START Material to process

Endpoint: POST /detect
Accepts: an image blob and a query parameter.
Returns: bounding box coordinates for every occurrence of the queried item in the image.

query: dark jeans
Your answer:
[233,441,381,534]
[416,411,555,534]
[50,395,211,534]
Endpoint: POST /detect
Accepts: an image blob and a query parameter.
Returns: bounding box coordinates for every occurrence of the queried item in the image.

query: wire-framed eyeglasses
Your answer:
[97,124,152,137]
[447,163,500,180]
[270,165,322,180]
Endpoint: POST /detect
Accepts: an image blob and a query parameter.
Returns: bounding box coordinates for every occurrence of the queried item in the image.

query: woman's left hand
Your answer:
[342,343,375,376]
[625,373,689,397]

END Material to process

Lay out the stretch from the start of the records through the line containing "[50,395,211,534]" as a JSON list of strings, one string per line with blank lines omitted.

[
  "Endpoint: POST /detect",
  "Accepts: an image blob and a query parameter.",
  "Returns: bounding box coordinates for every occurrence of the queried item in the image.",
  "query: dark jeans",
  "Your answer:",
  "[233,441,381,534]",
  "[416,411,555,534]",
  "[50,395,211,534]"
]